§ Task 1
What is the stretch of the core taxa tutorial from "# first remove" through "into a list."? Quote it word for word.
§ Task 2
Answer these questions from the core taxa tutorial:
(a) Which function adds the best available taxonomic information to the taxa names?
(b) How many core taxa were identified in the CRC group?
(c) What prevalence value is passed to core_members()?

§ Extracted text
####

Here, we see that the ids are only names without taxonomic information. This is because the rownames of otu_table
and tax_table
are usually IDs or sequences.
The format_to_besthit()
function in microbiomeutilites
can be useful which add best taxonomic information that is available as demonstrated below.
# use the pseq.rel object created at the begening of this tutorial.
taxa_names(pseq.rel)[1:5]
## [1] "d__denovo1773" "d__denovo1771" "d__denovo1776" "d__denovo1777" "d__denovo1775"
The taxa names are ids.
# first remove "d__"
taxa_names(pseq.rel) <- gsub( "d__","", taxa_names(pseq.rel))
taxa_names(pseq.rel)[1:5]
## [1] "denovo1773" "denovo1771" "denovo1776" "denovo1777" "denovo1775"
# format names
pseq.rel.f <- format_to_besthit(pseq.rel)
# check names
taxa_names(pseq.rel.f)[1:5]
## [1] "denovo1773:Bacteroides" "denovo1771:Bacteroides" "denovo1776:f__Ruminococcaceae"
## [4] "denovo1777:Bacteroides" "denovo1775:Blautia"
Run the for loop
to go through each of the disease_states
one by one and combine identified core taxa into a list.
list_core <- c() # an empty object to store information
for (n in disease_states){ # for each variable n in DiseaseState
#print(paste0("Identifying Core Taxa for ", n))
ps.sub <- subset_samples(pseq.rel.f, DiseaseState == n) # Choose sample from DiseaseState by n
core_m <- core_members(ps.sub, # ps.sub is phyloseq selected with only samples from g
detection = 0.001, # 0.001 in atleast 90% samples
prevalence = 0.75)
print(paste0("No. of core taxa in ", n, " : ", length(core_m))) # print core taxa identified in each DiseaseState.
list_core[[n]] <- core_m # add to a list core taxa for each group.
#print(list_core)
}
## [1] "No. of core taxa in nonCRC : 11"
## [1] "No. of core taxa in CRC : 8"
## [1] "No. of core taxa in H : 14"
This is more useful information.
print(list_core)
## $nonCRC
## [1] "denovo24:Blautia" "denovo15:f__Lachnospiraceae"
## [3] "denovo1:Blautia" "denovo5:Escherichia/Shigella"
## [5] "denovo8:Roseburia" "denovo9:Anaerostipes"
## [7] "denovo10:Faecalibacterium" "denovo40:Lachnospiracea_incertae_sedis"
## [9] "denovo2:Bacteroides" "denovo11:Blautia"
## [11] "denovo14:Blautia"
##
## $CRC
## [1] "denovo15:f__Lachnospiraceae" "denovo1:Blautia" "denovo3:Bacteroides"
## [4] "denovo4:Bacteroides" "denovo5:Escherichia/Shigella" "denovo9:Anaerostipes"
## [7] "denovo2:Bacteroides" "denovo14:Blautia"
##
## $H
## [1] "denovo24:Blautia" "denovo22:Bacteroides" "denovo15:f__Lachnospiraceae"
## [4] "denovo80:Dorea" "denovo31:Dorea" "denovo1:Blautia"
## [7] "denovo4:Bacteroides" "denovo8:Roseburia" "denovo9:Anaerostipes"
## [10] "denovo10:Faecalibacterium" "denovo41:Coprococcus" "denovo2:Bacteroides"
## [13] "denovo11:Blautia" "denovo14:Blautia"
Note: There are limitations to the number of groups that can be plotted with the eulerr::venn()
. Check eulerr documentation for more detailed information.

####

Dataset entries:

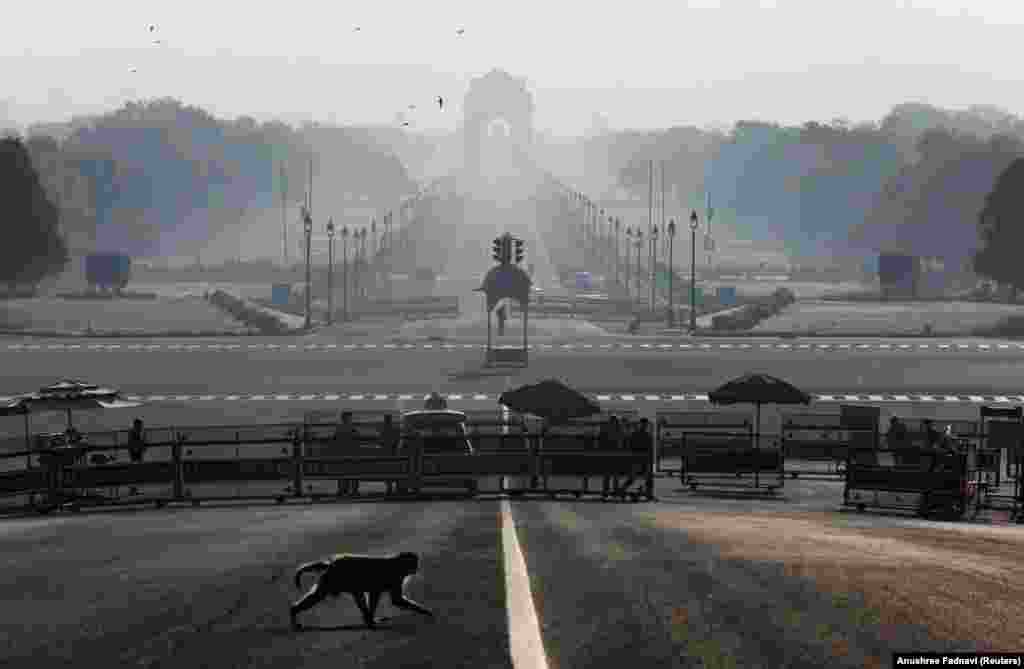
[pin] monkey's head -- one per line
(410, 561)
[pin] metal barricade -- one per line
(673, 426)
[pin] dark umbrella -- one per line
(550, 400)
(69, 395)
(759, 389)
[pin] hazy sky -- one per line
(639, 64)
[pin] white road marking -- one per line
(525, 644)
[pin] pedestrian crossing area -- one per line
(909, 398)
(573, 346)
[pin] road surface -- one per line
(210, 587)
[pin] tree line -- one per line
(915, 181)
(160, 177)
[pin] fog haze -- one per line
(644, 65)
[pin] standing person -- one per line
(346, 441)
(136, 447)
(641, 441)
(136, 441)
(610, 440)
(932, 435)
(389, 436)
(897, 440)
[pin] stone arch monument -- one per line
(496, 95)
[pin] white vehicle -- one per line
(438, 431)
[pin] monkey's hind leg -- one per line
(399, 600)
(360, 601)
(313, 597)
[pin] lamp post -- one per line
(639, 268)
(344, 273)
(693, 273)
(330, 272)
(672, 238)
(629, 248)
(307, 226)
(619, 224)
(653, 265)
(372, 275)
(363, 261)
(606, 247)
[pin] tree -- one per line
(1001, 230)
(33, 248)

####

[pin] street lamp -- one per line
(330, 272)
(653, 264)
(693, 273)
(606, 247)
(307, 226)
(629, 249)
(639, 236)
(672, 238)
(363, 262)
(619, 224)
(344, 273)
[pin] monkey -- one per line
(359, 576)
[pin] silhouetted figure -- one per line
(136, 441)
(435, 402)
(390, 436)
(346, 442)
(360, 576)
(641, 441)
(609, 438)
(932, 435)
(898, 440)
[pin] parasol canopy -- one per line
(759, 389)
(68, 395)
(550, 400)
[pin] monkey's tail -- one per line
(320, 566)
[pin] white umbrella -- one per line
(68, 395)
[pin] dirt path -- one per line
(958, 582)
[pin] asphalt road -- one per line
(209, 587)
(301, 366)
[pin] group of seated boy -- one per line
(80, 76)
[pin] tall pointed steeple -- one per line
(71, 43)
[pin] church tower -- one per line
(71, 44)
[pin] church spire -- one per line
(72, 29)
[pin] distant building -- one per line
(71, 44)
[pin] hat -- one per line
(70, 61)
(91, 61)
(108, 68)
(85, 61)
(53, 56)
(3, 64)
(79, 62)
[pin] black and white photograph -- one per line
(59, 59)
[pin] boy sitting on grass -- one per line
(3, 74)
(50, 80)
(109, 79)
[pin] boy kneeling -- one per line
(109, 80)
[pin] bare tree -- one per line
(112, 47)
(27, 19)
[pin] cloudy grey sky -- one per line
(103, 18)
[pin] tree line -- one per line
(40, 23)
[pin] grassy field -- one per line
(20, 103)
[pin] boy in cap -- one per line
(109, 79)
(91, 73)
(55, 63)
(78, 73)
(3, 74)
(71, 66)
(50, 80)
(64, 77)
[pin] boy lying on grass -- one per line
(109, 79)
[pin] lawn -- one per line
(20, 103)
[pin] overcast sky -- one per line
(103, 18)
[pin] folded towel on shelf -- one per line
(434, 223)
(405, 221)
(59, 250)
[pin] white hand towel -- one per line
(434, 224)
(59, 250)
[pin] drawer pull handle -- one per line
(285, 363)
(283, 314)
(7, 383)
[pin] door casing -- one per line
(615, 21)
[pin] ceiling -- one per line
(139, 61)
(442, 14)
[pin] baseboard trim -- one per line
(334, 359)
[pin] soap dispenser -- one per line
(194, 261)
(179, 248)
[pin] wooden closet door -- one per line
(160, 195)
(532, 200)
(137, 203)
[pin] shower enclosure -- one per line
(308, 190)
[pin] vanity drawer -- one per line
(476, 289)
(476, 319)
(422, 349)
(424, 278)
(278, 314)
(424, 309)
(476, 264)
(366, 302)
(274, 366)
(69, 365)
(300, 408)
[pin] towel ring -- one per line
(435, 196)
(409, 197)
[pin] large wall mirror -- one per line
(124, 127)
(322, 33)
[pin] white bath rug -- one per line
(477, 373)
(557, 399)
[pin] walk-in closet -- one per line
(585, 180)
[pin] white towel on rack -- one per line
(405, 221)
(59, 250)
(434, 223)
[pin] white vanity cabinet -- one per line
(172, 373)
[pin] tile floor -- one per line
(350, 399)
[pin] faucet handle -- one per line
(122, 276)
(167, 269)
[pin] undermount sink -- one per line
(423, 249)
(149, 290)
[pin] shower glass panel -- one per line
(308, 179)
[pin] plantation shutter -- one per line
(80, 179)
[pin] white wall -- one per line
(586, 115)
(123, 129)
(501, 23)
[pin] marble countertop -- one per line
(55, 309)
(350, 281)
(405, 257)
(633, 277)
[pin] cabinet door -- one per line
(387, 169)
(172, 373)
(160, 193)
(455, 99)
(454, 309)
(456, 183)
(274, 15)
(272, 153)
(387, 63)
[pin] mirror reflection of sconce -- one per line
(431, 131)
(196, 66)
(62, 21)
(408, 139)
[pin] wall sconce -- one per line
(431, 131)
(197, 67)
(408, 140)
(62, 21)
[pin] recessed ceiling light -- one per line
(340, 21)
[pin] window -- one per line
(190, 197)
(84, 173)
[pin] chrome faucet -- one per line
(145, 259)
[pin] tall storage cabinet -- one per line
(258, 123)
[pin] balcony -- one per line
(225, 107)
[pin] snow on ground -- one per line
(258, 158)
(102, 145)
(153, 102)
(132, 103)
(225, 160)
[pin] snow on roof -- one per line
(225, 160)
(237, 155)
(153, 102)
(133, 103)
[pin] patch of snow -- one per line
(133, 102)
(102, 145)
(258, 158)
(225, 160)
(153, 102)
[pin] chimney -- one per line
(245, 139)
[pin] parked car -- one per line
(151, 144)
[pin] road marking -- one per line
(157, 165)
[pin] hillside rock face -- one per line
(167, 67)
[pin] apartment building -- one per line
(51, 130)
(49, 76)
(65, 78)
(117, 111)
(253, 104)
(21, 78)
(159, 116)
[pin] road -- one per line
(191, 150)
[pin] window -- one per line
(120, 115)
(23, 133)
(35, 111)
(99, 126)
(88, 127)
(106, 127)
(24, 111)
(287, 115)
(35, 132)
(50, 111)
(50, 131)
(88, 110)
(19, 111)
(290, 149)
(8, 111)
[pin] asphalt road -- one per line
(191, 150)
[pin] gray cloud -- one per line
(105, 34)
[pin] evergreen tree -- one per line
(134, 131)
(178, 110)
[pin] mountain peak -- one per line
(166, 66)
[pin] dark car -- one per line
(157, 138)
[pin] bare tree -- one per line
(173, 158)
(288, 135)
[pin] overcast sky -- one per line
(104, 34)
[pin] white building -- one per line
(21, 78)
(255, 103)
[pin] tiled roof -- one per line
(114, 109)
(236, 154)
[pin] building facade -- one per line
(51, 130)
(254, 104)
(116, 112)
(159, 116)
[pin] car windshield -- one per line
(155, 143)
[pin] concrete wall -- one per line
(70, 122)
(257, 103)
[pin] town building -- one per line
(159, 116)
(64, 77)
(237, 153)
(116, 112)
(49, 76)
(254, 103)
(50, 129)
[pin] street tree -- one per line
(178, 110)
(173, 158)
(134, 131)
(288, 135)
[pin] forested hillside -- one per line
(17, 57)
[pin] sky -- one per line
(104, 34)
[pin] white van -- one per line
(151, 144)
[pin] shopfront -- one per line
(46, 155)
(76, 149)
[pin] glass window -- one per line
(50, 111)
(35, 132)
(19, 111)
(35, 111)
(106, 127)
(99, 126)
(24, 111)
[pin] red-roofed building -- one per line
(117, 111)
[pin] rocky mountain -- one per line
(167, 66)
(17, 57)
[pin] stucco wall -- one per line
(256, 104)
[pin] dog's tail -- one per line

####

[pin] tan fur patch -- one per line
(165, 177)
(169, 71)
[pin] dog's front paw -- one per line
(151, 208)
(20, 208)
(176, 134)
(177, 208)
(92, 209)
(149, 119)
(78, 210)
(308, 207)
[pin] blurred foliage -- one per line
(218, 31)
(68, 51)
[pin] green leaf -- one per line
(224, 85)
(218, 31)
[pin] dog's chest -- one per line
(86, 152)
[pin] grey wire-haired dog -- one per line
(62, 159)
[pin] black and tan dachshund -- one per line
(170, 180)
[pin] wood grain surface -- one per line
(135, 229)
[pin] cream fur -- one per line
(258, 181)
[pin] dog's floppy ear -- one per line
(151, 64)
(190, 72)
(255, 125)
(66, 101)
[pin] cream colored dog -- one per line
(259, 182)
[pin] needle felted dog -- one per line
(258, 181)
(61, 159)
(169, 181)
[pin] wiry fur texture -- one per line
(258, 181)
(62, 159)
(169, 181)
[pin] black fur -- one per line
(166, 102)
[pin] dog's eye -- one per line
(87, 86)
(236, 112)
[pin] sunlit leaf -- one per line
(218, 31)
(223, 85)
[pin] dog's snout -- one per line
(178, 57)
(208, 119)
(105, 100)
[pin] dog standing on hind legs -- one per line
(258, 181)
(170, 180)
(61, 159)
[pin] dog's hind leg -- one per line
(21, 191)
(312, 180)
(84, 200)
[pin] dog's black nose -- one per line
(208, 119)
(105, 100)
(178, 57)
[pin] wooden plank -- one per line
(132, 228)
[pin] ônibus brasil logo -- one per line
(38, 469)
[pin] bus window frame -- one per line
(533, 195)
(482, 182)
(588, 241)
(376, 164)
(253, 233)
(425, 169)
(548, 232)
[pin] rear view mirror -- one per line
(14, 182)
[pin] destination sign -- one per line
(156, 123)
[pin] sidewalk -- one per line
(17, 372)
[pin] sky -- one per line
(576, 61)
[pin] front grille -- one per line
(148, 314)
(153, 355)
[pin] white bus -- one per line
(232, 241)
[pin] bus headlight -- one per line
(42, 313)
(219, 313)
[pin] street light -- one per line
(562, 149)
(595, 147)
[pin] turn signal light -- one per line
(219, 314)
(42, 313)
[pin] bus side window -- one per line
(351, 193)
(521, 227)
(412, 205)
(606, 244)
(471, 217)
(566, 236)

####

§ Exercise result 1
# first remove "d__"
taxa_names(pseq.rel) <- gsub( "d__","", taxa_names(pseq.rel))
taxa_names(pseq.rel)[1:5]
## [1] "denovo1773" "denovo1771" "denovo1776" "denovo1777" "denovo1775"
# format names
pseq.rel.f <- format_to_besthit(pseq.rel)
# check names
taxa_names(pseq.rel.f)[1:5]
## [1] "denovo1773:Bacteroides" "denovo1771:Bacteroides" "denovo1776:f__Ruminococcaceae"
## [4] "denovo1777:Bacteroides" "denovo1775:Blautia"
Run the for loop
to go through each of the disease_states
one by one and combine identified core taxa into a list.

§ Exercise result 2
(a) format_to_besthit()
(b) 8
(c) 0.75